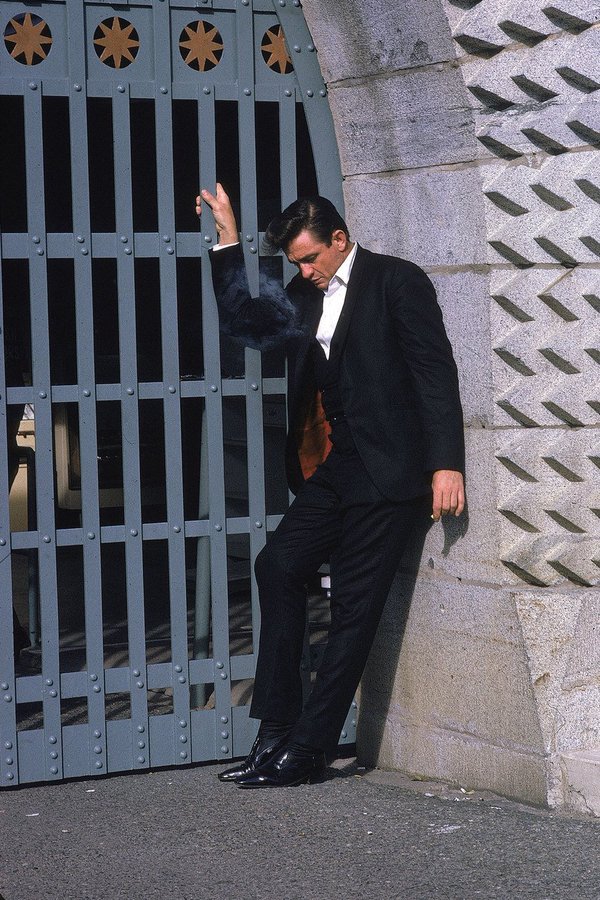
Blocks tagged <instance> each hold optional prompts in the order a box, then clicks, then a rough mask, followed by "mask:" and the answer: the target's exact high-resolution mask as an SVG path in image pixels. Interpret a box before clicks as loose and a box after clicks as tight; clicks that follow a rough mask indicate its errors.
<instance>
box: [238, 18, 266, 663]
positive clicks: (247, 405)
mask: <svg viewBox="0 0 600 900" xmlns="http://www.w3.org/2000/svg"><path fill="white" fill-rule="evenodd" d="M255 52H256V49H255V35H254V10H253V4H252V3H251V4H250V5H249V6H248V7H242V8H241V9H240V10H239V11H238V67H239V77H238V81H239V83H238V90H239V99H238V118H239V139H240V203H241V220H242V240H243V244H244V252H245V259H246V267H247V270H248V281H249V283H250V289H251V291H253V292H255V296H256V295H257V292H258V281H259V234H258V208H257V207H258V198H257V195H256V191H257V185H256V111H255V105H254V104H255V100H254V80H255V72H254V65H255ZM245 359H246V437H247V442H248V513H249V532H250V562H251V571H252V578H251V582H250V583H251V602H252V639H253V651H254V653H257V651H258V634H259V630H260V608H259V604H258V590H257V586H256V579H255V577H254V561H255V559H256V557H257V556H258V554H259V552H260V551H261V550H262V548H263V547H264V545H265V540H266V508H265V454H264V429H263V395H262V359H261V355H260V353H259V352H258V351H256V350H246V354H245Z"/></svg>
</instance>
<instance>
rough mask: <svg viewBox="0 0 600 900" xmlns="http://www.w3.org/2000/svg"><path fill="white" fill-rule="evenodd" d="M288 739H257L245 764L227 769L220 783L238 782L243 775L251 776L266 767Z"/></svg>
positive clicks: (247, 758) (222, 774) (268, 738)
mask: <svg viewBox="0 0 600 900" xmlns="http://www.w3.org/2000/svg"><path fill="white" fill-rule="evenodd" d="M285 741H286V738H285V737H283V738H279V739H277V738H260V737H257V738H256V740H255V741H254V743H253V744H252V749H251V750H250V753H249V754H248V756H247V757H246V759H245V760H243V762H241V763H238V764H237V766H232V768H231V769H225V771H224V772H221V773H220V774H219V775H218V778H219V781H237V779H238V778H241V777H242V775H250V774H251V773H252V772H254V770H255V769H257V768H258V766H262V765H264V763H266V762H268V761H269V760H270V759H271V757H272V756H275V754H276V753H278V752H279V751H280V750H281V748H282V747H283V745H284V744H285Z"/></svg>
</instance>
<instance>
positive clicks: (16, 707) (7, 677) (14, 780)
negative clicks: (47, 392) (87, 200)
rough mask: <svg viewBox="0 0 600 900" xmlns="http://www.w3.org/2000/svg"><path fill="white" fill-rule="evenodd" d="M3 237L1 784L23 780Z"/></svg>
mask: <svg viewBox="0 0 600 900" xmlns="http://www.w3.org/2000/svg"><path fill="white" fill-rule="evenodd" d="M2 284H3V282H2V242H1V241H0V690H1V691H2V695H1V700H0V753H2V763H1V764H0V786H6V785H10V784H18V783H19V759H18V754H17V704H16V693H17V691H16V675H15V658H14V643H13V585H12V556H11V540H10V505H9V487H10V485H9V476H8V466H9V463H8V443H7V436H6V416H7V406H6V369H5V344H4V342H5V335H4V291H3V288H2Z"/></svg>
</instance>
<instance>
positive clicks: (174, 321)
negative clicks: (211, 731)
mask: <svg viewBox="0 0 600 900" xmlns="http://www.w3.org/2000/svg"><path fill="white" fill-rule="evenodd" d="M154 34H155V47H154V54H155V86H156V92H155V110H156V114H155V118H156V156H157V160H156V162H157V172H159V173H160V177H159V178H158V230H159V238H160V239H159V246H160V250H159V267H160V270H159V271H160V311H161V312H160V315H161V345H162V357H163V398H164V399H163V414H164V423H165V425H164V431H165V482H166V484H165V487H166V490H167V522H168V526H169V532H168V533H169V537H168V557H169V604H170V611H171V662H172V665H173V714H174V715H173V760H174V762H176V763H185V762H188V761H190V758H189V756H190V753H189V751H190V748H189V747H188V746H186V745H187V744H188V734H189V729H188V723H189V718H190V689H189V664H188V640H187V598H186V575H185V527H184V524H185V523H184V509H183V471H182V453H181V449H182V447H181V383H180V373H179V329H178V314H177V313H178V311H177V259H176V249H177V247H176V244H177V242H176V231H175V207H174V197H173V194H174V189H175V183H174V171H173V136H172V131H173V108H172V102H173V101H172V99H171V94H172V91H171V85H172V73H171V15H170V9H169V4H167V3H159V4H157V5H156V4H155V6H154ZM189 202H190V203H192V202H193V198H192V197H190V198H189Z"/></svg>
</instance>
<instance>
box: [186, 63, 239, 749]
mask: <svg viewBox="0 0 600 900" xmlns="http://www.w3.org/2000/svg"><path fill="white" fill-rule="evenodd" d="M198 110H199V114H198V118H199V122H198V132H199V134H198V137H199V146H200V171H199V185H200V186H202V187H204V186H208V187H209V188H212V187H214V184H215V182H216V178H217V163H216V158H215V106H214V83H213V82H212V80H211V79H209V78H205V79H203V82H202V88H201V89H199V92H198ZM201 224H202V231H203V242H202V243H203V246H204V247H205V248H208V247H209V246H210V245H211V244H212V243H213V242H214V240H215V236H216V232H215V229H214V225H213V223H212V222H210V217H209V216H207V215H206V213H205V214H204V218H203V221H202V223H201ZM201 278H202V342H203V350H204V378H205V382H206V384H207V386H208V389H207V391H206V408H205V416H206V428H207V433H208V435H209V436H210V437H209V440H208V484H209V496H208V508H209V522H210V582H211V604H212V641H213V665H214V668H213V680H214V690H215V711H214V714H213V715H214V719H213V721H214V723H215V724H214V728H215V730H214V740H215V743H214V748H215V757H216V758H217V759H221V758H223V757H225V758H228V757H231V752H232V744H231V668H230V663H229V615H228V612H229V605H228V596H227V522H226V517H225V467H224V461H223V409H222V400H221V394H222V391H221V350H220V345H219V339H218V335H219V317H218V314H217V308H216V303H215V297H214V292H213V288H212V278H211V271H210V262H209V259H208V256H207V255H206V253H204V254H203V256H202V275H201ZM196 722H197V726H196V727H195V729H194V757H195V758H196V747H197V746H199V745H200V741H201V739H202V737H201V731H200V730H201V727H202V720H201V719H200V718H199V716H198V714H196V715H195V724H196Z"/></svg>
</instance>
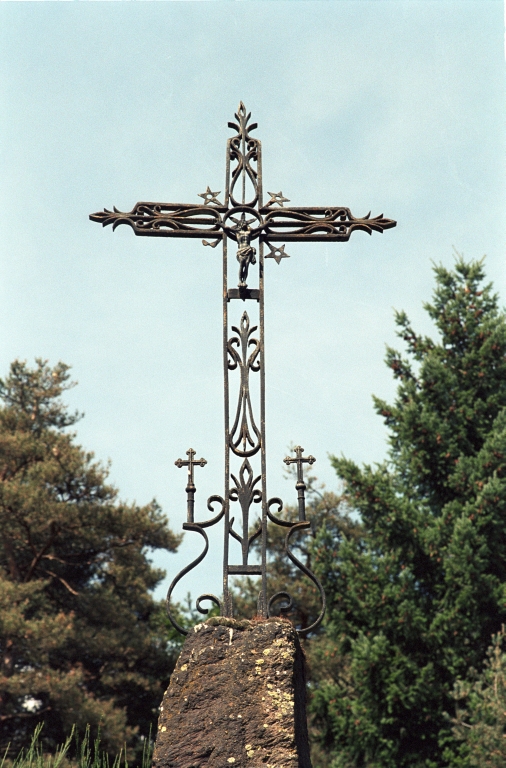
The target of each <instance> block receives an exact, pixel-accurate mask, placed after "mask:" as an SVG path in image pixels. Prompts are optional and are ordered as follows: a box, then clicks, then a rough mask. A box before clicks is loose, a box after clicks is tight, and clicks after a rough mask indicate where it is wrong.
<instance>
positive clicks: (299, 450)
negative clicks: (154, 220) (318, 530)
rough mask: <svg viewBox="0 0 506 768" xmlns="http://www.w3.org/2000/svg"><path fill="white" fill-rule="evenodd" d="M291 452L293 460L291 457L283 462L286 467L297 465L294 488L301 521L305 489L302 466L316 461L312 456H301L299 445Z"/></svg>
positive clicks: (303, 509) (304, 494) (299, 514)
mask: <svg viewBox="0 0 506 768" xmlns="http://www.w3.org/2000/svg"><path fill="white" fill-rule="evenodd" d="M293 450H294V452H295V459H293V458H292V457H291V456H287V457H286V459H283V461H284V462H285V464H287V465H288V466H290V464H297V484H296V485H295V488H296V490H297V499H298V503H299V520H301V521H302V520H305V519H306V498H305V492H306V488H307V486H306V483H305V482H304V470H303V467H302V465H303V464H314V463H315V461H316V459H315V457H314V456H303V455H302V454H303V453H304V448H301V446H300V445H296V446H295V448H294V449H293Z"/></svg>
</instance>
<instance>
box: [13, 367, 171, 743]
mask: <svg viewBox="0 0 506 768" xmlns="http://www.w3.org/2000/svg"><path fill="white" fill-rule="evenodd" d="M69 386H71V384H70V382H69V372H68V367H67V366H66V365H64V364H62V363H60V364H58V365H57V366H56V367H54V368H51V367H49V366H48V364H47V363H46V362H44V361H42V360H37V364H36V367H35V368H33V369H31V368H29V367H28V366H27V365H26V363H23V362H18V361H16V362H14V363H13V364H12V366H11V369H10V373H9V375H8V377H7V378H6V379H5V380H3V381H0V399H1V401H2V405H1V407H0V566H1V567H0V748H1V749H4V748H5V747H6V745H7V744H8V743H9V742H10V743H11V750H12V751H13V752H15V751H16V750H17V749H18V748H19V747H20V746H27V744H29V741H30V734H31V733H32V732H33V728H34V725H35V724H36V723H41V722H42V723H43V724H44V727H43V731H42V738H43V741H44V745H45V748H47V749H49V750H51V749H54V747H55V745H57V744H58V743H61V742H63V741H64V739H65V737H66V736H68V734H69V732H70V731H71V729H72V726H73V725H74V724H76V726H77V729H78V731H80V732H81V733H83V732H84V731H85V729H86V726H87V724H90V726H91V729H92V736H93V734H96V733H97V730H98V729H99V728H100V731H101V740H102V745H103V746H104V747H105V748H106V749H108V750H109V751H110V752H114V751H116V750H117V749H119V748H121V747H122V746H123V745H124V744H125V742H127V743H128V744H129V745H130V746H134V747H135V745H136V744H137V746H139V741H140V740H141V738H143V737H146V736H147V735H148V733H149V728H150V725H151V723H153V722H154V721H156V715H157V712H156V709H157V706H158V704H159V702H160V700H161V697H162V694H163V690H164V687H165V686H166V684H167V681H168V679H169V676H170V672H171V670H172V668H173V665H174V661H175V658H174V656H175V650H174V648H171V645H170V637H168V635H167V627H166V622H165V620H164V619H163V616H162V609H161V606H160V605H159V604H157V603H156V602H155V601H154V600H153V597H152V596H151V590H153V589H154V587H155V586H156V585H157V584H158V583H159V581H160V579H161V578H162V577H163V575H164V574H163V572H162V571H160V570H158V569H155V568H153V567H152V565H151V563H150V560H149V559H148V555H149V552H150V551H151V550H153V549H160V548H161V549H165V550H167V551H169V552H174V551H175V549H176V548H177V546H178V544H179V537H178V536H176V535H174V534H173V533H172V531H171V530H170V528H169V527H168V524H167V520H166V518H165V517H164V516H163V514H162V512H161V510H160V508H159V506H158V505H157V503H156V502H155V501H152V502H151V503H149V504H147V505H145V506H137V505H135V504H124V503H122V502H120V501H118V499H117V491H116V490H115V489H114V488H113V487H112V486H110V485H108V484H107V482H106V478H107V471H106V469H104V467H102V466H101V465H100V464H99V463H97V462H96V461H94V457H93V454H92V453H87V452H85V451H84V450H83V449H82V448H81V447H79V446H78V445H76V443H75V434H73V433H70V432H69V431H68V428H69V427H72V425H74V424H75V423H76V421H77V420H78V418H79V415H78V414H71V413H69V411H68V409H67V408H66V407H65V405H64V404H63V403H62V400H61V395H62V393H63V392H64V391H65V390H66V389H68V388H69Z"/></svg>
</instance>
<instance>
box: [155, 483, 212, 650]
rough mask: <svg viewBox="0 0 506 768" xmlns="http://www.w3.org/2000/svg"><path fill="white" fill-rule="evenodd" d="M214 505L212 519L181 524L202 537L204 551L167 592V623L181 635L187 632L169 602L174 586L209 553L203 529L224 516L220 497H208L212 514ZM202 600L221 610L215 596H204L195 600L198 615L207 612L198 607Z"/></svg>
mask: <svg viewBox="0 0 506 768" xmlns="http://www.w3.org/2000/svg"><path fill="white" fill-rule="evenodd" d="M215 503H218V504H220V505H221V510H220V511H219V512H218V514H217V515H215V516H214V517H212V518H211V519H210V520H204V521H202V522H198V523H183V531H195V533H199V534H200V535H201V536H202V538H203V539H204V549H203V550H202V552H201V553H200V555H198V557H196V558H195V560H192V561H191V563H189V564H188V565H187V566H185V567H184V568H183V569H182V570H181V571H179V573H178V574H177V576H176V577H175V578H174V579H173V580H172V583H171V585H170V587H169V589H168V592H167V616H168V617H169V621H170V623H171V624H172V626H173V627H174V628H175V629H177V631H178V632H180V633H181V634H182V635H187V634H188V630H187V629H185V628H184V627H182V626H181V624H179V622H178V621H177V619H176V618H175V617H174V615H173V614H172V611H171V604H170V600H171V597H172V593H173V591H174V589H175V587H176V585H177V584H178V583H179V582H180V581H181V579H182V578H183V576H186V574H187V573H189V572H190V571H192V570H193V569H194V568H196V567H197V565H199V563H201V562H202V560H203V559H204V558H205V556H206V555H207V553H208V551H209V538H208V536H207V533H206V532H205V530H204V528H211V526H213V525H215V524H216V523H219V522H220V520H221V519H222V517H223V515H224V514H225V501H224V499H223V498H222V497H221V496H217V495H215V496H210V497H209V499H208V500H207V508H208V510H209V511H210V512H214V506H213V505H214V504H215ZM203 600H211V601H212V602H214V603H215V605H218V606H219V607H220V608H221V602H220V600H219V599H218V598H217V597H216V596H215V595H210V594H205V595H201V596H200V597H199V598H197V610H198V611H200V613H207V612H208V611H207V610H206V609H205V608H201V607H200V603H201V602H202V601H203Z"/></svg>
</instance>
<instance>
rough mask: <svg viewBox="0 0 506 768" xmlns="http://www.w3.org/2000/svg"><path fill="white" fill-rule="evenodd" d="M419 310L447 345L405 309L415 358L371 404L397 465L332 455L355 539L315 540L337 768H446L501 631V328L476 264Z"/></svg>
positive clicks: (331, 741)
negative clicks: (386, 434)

**WHAT IS NEEDED**
Give back, exactly as written, the lines from the top of the material above to the line containing "box: [238, 18, 266, 663]", both included; skip every picture.

**WRITTEN REPLY**
Blocks tagged <instance> each hold optional prompts in the order a box, then clicks, then a rough mask, followed by "mask:" and the answer: the target's exact high-resolution mask as an SVG path in image pixels. Interpret a box before clicks as loose and a box after clicks as tight; clicks that follow a rough mask indicate its errors.
<instance>
box: [238, 18, 266, 663]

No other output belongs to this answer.